- _Exercise requirements_
Resume the article below on common age-related diseases, picking up right after its final sentence.

- _Text shown_
Life beyond 40 can be an incredibly fulfilling period, marked by increased self-assurance and the acquisition of patience and wisdom. Of course, physical changes like greying hair and wrinkles are also a part of life now.
Sadly, when it is time to reap the benefits of your hard work, you succumb to the ill effects of ageing. It brings various health issues, including hearing loss, cataracts, and back and neck pain. Additionally, chronic diseases such as diabetes, cancer, heart disease, and Alzheimer’s tend to become more prevalent in old age. Thanks to advances in healthcare, many individuals can now slow their ageing process and live well into their sixties and beyond.
While the list of age-related diseases is extensive, this article will briefly discuss some of the most common ones.
Diabetes is a chronic health condition characterised by elevated blood sugar levels, which can be categorised into two main types: type 1 and type 2. Type 1 diabetes constitutes approximately 10% of all diabetes cases and is an autoimmune disorder where the body's immune system attacks insulin-producing cells.
On the other hand, type 2 diabetes is more prevalent among older individuals and typically develops before the age of 65, with no cure available. It is crucial to managing the disease effectively since it is a precursor to numerous chronic ailments, including heart disease and stroke, which can have life-threatening consequences.
Moreover, diabetes in older adults is often linked to a decline in cognitive function or an accelerated onset of mental impairment. Hence, it is vital to monitor and manage diabetes in older adults effectively to ensure a healthy and high-quality life.
Neurological disorders, including Alzheimer's disease, are prevalent among older individuals. However, early-onset Alzheimer's can strike before the age of 60, often due to mutations in genes like PSEN1 and PSEN2 that code for 'presenilins' proteins.

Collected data
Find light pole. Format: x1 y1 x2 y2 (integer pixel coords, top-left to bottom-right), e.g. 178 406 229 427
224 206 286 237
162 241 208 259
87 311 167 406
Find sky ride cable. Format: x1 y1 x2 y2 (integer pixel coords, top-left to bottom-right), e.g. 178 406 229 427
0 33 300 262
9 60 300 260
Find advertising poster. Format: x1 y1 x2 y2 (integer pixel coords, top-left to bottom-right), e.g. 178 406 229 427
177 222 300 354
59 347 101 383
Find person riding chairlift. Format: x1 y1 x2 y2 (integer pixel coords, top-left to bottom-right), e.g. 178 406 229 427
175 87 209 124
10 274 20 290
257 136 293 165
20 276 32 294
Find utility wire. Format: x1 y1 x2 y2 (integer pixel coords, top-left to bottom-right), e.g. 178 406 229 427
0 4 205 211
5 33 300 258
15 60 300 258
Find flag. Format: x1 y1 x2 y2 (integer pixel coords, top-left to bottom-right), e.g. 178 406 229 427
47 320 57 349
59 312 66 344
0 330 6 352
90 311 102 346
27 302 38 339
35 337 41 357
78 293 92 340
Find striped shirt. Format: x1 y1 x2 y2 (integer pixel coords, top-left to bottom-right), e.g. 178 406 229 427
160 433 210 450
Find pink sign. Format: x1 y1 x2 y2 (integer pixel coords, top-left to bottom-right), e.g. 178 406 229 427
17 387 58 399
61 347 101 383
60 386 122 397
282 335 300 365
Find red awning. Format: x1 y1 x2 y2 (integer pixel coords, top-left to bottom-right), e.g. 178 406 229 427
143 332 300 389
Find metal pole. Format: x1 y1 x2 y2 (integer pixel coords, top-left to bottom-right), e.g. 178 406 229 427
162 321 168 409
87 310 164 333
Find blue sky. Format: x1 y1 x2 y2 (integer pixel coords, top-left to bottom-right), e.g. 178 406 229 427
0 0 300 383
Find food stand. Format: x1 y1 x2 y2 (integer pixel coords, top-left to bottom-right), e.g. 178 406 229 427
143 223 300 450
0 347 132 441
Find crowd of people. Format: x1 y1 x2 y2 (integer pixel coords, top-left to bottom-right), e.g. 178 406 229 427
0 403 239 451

* * *

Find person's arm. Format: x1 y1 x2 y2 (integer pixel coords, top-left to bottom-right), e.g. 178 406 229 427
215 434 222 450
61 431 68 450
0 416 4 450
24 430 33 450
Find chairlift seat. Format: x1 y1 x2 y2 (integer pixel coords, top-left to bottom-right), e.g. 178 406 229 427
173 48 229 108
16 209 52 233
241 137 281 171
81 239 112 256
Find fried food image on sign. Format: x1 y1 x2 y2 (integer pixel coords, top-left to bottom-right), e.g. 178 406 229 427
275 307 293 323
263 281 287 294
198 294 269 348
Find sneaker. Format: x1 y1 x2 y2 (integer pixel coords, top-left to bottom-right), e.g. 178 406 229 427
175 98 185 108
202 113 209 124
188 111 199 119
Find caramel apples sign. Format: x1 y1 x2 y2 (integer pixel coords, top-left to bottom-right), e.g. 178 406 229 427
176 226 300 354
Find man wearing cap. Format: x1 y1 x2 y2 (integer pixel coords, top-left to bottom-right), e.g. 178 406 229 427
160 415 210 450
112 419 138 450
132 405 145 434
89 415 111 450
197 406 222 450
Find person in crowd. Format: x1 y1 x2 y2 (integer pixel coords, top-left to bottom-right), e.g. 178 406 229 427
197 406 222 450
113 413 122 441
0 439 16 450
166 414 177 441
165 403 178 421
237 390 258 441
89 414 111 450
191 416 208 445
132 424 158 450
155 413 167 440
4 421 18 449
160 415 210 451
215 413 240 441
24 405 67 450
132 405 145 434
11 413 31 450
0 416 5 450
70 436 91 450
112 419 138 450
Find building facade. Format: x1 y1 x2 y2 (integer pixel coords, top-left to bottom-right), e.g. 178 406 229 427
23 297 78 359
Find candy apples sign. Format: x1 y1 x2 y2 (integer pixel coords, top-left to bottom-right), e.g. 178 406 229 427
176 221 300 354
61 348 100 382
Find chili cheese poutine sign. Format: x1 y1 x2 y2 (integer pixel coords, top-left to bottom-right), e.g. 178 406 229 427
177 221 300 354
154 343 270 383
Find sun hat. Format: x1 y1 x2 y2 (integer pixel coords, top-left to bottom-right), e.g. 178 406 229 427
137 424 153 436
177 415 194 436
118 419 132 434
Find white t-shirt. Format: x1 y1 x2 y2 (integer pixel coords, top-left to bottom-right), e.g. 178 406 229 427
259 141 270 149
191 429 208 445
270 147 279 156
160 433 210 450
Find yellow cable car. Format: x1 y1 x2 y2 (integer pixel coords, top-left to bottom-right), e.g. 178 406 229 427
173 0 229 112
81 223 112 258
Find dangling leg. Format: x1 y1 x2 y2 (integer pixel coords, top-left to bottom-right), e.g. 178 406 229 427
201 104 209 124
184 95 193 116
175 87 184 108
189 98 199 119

--

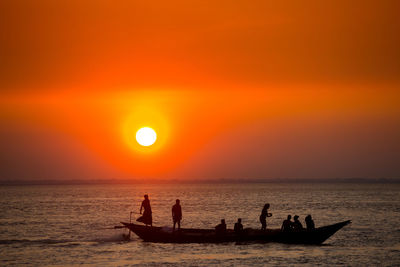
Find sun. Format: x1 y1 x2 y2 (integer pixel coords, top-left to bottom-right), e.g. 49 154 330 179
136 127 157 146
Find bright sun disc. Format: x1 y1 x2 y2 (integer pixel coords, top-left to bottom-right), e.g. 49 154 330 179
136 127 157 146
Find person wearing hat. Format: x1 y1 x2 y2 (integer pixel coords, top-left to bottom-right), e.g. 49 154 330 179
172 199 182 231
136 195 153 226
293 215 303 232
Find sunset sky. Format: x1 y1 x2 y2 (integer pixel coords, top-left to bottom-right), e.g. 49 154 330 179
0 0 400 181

- _Reply to the exercise_
On the other hand, the apo E gene mutation, linked to heart disease, is associated with late-onset Alzheimer's. Cognitive function tends to decline in older individuals, particularly in those who consume alcohol or smoke.
Moreover, as people age, the likelihood of experiencing a stroke and cell damage increases significantly. The impact of a stroke can be life-changing for both the individual affected and their caregivers.
Cancer incidence increases with age, making it a predominantly age-related disease, with over half of all diagnoses occurring in people over the age of 65. The body's innate DNA repair system identifies tissue damage and fixes abnormalities; however, with advancing age, this system's efficacy diminishes, increasing the risk of cancer development.
The elderly population is also more susceptible to cancer due to the buildup of senescent cells, which promotes inflammation and oxidative stress in the body. Early detection through screening is essential for improving cancer survival rates.
Treatment for cancer in the elderly aims to cure the disease if detected early. In cases where a cure is not possible, symptom management becomes the primary focus.
Heart disease ranks among the leading causes of death in India and several other countries. As people age, their blood vessels undergo a process called vascular remodelling, which alters their structure and arrangement via cell growth, death, and migration.
Furthermore, ageing causes vascular stiffness, making blood vessel walls harder and stiffer. This condition increases pulse pressure, requiring the heart to work harder to pump blood into the arteries. Both vascular remodelling and stiffness contribute to an elevated risk of cardiac failure, leading to death.
The most common type of heart disease is coronary artery disease, characterized by the narrowing or blockage of the primary arteries supplying blood to the heart. These obstructions can develop gradually over time or occur suddenly, as in the case of an abrupt rupture, leading to potentially fatal heart attacks.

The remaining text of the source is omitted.